**Required task 1**
Summarize the passage on Proxmox and bind mounts in two sentences.
**Required task 2**
Resume the passage on Proxmox and bind mounts, picking up right after its final sentence.

┌─ Document segment

This is not something that Proxmox natively supports very well. Exactly because the architecture assumes that you want a cluster-aware system. And bind mounts by definition can't work across a cluster.

As an immediate consequence, as soon as you have bind mounts, you lose the ability to generate snapshots of your container(s). That's of course a huge loss in useful features. Snapshots are some of the most powerful and important administrative tools that you should not give up lightly.

The compromise that I am OK with is to:
  1. never run any services directly on the Proxmox host. It stays as close to an unmodified stock Proxmox VE installation as possible. That simplifies future updates tremendously, but more immediately, it entirely side-steps the need for any user maps. If there aren't any users on the host (other than root and administrative roles managed by Proxmox), then it doesn't matter if user ids for the shared home directories start at 100000
  2. first, create a separate ZFS volume on the host that is used for data that all containers share between each other. In particular in your scenario, this would mean the home directories. If you have the hardware to do so, put the ZFS volume into a dedicated ZFS pool on separate drives. That would make things easier, if you ever need to recover from catastrophic failure. But even if you can't dedicate these resources, recovery is still possible. It's just harder.

└─
┌─ Entries

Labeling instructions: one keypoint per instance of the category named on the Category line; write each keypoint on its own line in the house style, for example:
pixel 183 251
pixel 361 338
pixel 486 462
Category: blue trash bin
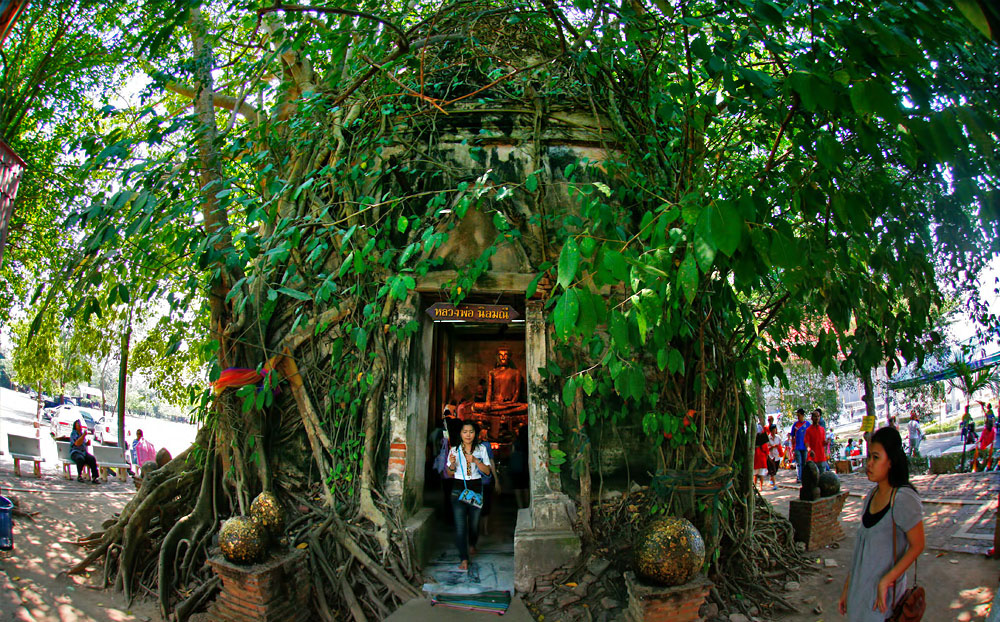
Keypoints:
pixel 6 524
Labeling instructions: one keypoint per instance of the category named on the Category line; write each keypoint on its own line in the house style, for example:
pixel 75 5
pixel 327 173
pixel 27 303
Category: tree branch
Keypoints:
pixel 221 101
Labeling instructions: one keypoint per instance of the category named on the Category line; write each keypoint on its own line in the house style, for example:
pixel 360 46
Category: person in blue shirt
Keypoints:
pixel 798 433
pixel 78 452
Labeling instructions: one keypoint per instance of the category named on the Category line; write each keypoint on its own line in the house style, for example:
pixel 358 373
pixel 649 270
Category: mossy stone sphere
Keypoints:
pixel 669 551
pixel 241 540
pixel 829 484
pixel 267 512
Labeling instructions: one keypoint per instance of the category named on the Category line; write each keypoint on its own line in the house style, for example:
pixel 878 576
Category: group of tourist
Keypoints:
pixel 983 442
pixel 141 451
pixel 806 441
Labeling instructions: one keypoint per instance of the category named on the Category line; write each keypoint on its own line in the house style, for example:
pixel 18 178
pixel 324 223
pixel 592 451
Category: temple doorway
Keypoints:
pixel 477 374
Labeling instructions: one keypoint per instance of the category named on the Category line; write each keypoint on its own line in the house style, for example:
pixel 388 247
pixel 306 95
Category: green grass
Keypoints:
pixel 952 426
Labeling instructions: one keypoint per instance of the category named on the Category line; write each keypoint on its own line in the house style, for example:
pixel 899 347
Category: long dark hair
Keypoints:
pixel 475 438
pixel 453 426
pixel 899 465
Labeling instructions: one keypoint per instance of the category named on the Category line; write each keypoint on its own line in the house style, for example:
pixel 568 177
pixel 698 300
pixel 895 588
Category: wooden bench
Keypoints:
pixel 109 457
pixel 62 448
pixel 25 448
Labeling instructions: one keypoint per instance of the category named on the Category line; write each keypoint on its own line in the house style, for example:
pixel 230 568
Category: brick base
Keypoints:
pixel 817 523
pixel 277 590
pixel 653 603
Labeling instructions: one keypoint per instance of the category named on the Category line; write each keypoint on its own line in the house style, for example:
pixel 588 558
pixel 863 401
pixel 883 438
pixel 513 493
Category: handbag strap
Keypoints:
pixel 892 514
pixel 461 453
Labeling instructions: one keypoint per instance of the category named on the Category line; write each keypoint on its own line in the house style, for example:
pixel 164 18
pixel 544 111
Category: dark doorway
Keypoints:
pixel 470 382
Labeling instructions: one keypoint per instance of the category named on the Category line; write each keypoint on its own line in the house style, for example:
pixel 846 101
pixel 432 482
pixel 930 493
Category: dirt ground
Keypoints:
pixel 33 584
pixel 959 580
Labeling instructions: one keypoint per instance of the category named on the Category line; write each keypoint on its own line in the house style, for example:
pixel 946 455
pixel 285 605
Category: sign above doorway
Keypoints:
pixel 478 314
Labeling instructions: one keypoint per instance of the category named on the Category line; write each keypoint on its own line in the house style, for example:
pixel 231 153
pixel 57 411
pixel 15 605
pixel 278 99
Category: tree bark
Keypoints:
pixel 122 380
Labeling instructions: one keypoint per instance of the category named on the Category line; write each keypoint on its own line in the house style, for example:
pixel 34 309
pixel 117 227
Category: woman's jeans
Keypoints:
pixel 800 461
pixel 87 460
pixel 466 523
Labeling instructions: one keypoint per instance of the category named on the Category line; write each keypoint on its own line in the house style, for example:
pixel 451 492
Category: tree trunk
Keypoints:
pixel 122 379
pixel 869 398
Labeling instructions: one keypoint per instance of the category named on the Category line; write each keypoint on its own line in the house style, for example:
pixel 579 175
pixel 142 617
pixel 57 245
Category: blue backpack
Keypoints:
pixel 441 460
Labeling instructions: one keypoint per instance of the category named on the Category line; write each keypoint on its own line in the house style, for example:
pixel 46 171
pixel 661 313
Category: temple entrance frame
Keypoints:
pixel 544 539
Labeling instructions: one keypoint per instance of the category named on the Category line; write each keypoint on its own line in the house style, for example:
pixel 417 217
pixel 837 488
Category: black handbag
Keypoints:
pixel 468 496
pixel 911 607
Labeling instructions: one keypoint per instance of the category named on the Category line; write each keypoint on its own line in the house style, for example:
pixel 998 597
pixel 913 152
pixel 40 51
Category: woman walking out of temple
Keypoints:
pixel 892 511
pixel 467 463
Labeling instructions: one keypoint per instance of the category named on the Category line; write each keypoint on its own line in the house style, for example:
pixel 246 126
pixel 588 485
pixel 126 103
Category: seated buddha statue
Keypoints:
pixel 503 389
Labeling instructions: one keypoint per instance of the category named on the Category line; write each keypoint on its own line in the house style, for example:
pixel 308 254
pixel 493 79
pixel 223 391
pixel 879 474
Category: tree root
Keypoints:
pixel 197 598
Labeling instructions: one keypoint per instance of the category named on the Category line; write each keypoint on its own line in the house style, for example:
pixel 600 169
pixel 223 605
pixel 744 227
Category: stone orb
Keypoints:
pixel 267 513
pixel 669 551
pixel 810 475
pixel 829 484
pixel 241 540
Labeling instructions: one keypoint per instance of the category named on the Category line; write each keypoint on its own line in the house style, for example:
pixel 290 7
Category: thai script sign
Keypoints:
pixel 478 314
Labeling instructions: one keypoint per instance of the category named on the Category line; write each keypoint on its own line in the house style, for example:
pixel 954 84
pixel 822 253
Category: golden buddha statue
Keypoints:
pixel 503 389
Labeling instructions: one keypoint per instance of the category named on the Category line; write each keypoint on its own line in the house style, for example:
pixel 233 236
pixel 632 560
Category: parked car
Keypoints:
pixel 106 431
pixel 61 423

└─

**Task response 1**
Proxmox handles bind mounts poorly because its architecture assumes a cluster-aware system, and using them means giving up container snapshots, which are among the most important administrative tools. The compromise offered is to run no services directly on the host, keeping it close to a stock installation so user maps aren't needed, and to create a separate ZFS volume on the host for data the containers share, such as home directories, ideally in a dedicated pool on separate drives.

**Task response 2**
  3. devise your own solution for snapshotting and backing up this data on a regular schedule. proxmox-backup-client is pretty powerful and it's easy to write a script that can backup this data without Proxmox VE having to get involved. You can still rely on PBS to do all the heavy lifting of managing your backups. But if you also want automated snapshots in addition to automated backups, then that's something you'd have to also script yourself. Fortunately, ZFS has excellent support for snapshotting and makes this quite seamless. For convenience, I have ~/.snapshot directories that always automatically give access to old data, in case of accidental edits/deletes.
  4. instead of informing Proxmox VE about the bind mounts, use a lower-level API, and add an "lxc.mount.entry" to your container configuration. Proxmox VE intentionally doesn't see any mounts that have been added this way. They logically aren't part of the container, and thus won't prevent you from managing snapshots.
  5. Now, all your containers can access the same data and you can set permissions as appropriate. Just be aware that there are security implications. A compromised container means that it can modify the shared data in other containers as well. But that's presumably something you are OK with. Sometimes, mounting just a part of the filesystem can be a wiser decision (e.g. the web server container only needs to mount ~/www and not all of /home/*). Some of the users (again, the webserver) might also be OK with read-only mounts. So, take advantage of that option.
Let me know, if this makes sense or if you want me to fill in some details. Also, I have to re-iterate that this is a non-standard way to deploy Proxmox. I don't expect it to break any time soon as the underlying lxc technology is pretty stable, but if it does, you might have to switch to proper network filesystems after all.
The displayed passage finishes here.